__Source information__.
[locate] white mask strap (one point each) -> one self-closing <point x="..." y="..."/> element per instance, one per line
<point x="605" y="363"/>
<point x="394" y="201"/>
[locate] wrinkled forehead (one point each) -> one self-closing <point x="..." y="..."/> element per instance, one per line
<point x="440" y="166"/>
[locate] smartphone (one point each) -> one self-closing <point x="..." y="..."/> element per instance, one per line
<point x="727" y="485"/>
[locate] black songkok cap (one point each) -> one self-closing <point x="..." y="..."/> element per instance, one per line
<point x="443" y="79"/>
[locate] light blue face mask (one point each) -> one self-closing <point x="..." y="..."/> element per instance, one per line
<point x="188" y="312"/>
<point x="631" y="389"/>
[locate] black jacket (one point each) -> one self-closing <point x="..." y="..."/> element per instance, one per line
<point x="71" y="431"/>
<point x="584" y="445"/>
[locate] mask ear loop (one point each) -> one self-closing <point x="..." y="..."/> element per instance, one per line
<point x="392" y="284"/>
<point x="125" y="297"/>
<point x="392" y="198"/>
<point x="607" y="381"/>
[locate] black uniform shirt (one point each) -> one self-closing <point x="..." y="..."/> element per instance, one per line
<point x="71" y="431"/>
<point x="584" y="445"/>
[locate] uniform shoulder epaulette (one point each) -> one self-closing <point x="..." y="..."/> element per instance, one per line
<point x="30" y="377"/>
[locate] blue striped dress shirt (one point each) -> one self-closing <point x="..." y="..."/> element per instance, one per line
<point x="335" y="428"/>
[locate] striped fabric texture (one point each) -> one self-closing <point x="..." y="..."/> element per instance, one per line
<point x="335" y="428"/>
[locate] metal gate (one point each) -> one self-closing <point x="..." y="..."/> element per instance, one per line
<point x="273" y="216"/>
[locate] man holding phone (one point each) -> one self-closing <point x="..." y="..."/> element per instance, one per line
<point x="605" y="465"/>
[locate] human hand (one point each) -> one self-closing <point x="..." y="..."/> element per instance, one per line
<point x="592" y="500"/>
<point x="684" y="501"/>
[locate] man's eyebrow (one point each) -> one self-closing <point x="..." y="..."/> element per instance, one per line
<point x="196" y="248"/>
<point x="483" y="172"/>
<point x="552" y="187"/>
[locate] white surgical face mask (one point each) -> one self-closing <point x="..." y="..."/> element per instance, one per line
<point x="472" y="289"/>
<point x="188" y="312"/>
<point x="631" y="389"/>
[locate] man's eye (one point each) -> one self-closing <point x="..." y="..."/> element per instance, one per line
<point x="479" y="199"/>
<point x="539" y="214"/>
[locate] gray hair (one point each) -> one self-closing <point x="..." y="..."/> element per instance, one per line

__Activity__.
Repeat the data exactly. Omit nothing.

__Solution__.
[locate] white mask strap (one point each) -> one self-closing <point x="..." y="..."/> element per instance, one per line
<point x="605" y="363"/>
<point x="394" y="201"/>
[locate] wrinkled forehead (one point each) -> one self-closing <point x="..." y="..."/> element per instance, one per line
<point x="440" y="166"/>
[locate] smartphone (one point each) -> one self-closing <point x="..." y="..."/> element per instance, one per line
<point x="727" y="485"/>
[locate] black songkok cap (one point each) -> one self-closing <point x="..." y="..."/> element per instance, one per line
<point x="443" y="79"/>
[locate] light blue face mask (one point each) -> one self-closing <point x="..." y="..."/> element per instance, one per line
<point x="188" y="312"/>
<point x="631" y="389"/>
[locate] black jacket (one point each) -> one self-closing <point x="..." y="..."/> element per instance, one per line
<point x="71" y="431"/>
<point x="584" y="445"/>
[locate] mask ear loop (one point each) -> one self-closing <point x="..." y="..."/> element per instance, one per line
<point x="392" y="284"/>
<point x="125" y="297"/>
<point x="392" y="198"/>
<point x="607" y="381"/>
[locate] black uniform shirt (one point each) -> one self-closing <point x="..." y="..."/> element per instance, one per line
<point x="71" y="431"/>
<point x="584" y="445"/>
[locate] uniform shoulder epaulette (one point each) -> one self-closing <point x="..." y="..."/> element per instance, one per line
<point x="30" y="377"/>
[locate] blue striped dress shirt (one point each) -> one self-closing <point x="..." y="..."/> element per instance, one per line
<point x="335" y="428"/>
[locate] striped fabric texture (one point each) -> one self-closing <point x="..." y="..."/> element per instance, one per line
<point x="335" y="428"/>
[locate] metal gate (one point each) -> one self-closing <point x="..." y="..."/> element per instance, one per line
<point x="273" y="216"/>
[locate] man holding phone (one point each) -> one self-closing <point x="..." y="..."/> element per instance, one per line
<point x="605" y="465"/>
[locate] human hand (one point each) -> one self-closing <point x="..." y="..."/> element per instance, one per line
<point x="592" y="500"/>
<point x="684" y="501"/>
[locate] man's eyebrow (one point each) -> one self-closing <point x="..." y="..."/> element per instance, one per line
<point x="196" y="248"/>
<point x="483" y="172"/>
<point x="552" y="187"/>
[locate] white surgical face mask (one point each) -> one self-closing <point x="..." y="..."/> element per instance, one per line
<point x="472" y="289"/>
<point x="188" y="312"/>
<point x="631" y="389"/>
[locate] man's eye (one point each) -> one self-closing <point x="..." y="..."/> element per instance, one per line
<point x="479" y="199"/>
<point x="539" y="214"/>
[locate] gray hair (one point each) -> one self-closing <point x="..." y="..."/> element per instance, one per line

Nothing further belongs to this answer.